## What to work on
• A. List every form of physical affection that the forum post about a husband's online messaging says the couple shows when they are together.
• B. Repeat the stretch of the forum post about a husband's online messaging from "I don't know" through "was your day.", word for word.
• C. Pick up the forum post about a husband's online messaging where it stops and continue writing it.

## Selected excerpt
○ ○ ○ ○ ○

# introvert tired of hurting



## Confused Chick

Hello all. Ive been a viewer on the forums for a few months and I guess its about time I posted for some input. Im literally feeling the end of what I can take and I love my husband but the pain and hurt and crying to make myself feel better is tearing me up. 

I don't know what to say he is addicted to, possibly talking to/meeting new women online. Sometimes flirting with them, other times just to say how was your day. 

Now do understand, we are both introverted so neither of us have a huge friend pool, and honestly for me everyone except him i can only handle in bursts. Id rather be alone or with him to be at my most comfortable and happy level. I assume it is similar for him as he has no close male friends where we live. He has some from other areas he lived in from being military though. 

When we are apart we send sweet texts and say i miss you, and love you and random little sweet things. When we are together were always hugging, touching, kissing. For all intense purposes it seems fine but then behind my back he goes online and messages women. You probably wonder how I know this. When we dated he had a problem with sites like fling and adultfriendfinder and he gave me access to all of us stuff and said i could look whenever i wanted. Sometimes I just wonder if he honestly did drop it all cause he will tell me he did. But i always see something. Recently its that he made an account on a social network that is not named in adult nature but lots of people on it seem to want nothing but sex, one night stands when traveling, and flirting with each other, as well as a lot of foreign overseas ladies looking for a way to the USA. These oversea beauties seem to be the ones hes always flirting with, and he does have a bit of a thing for foreign ladies. 

In the past, i have confronted him about it, a few times I even asked if he thought he had a problem he wasn't aware of, and he always says no and that he doesn't do it anymore. Obviously he always says what he thinks i want to hear to make it all better and go away. 

Am I crazy? 

The history of this to me looks like some kind of addiction and i feel like for this to work needs to seek some assistance to find out what is causing this deep desire to continuously find a way to sneak around chatting to women. I understand some couples might have secrets, but a need to talk to, meet and flirt with other women to me doesn't seem right.

○ ○ ○ ○ ○

## Stored entries
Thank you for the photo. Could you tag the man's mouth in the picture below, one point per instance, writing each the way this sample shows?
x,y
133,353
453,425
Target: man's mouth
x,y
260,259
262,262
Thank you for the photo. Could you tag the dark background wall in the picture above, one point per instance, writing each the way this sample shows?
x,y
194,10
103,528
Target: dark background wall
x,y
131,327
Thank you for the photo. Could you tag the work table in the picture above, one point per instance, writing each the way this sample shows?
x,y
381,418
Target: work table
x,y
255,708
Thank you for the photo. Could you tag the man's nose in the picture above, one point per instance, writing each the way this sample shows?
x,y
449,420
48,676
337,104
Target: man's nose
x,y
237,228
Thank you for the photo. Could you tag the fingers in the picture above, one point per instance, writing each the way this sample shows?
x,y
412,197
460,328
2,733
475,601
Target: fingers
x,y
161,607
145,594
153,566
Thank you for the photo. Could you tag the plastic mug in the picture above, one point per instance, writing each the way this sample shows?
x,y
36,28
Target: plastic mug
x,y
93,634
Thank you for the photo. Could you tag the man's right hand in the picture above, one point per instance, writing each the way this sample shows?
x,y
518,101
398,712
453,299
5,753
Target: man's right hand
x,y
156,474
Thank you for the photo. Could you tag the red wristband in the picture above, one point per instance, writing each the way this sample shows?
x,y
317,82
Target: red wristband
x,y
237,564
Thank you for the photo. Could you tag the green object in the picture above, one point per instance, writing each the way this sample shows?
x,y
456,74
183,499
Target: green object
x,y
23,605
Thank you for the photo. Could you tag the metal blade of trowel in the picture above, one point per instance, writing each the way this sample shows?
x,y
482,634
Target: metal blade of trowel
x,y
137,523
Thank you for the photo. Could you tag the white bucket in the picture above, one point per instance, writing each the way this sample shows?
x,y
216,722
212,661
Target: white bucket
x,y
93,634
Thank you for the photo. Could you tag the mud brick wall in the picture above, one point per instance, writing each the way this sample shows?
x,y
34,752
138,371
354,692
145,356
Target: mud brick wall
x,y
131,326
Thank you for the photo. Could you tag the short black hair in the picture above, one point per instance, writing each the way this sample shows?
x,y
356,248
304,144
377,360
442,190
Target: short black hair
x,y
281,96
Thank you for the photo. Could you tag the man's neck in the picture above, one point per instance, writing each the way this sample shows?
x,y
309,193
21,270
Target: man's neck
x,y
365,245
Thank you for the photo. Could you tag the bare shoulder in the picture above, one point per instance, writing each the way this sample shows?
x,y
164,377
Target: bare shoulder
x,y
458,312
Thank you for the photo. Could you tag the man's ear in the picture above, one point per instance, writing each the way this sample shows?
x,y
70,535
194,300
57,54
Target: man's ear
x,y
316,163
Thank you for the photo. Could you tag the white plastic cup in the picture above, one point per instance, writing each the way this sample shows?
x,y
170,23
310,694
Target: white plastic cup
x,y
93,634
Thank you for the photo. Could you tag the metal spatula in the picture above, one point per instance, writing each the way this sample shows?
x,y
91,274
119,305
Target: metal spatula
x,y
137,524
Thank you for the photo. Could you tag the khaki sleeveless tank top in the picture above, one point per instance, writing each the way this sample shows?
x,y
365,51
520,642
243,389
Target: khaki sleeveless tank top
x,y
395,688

○ ○ ○ ○ ○

## Exercise results
• A. hugging, touching, kissing

• B.
I don't know what to say he is addicted to, possibly talking to/meeting new women online. Sometimes flirting with them, other times just to say how was your day.

• C.
Or is this normal, happily married men that just like to have a little flirting on the side that couldn't turn into anything real because its so far away and not tangible enough to pull you in real life? 

Im so frustrated right now Im not sure what details to include or not, I just hope you wonderful people can give me some input as I feel like im pulling myself in two directions and neither is winning. 

Thanks for listening.


----------



## Benevolence

Sounds like he never got a chance to sow his wild oats. Ask him how he would like it if you went online in search of strange men to flirt with. Sometimes people only see things from their point of view.


----------



## 3Xnocharm

He is lying and he is cheating. No, this is not normal for happily married men. Sounds to me like he needs therapy for both issues and that you both need marriage counseling.


----------



## Confused Chick

Thanks for the replies. These are not ALL the details as that may take a while to type, but 
I guess I hit my limit and I packed my stuff and left while he was at work Sunday night. At one point I did say, so if I were online talking to all these men who tell me how beautiful I am and put up a picture of me in my bra that wouldn't bother you. And he said a little, and then something to defend his own behavior on why it wouldn't bother him and that he trusts me not to do anything. 
I mentioned many times I did not think this was something he could or we could do alone. But he said he stopped before and will again now that he knows all this. And he admitted a few times he realizes that things have to change and stop if he wants this marriage to stay together.
By the end of our talk which lasted into the next day he was no longer defending his behavior and admitting that it was wrong of him and apologizing for causing this hurt on me that he thought would never see the light of day. He thought it was "his demon" and hidden beyond my sight. He claims now that he sees my side of things and sees how it hurts and affects me that he won't keep trying to apply his own logic to the situation, because his logic cannot apply to me as my own person and so he will change. He has admitted he knows it won't be easy but he knows he can do this because I mean more to him than this "dumb thing" as he called it. I know at this point it is a rough shot in the dark, but I guess I will give him this final chance, and if he slips, there are no excuses he knows exactly how much it has affected me. And so that will leave the option of divorce.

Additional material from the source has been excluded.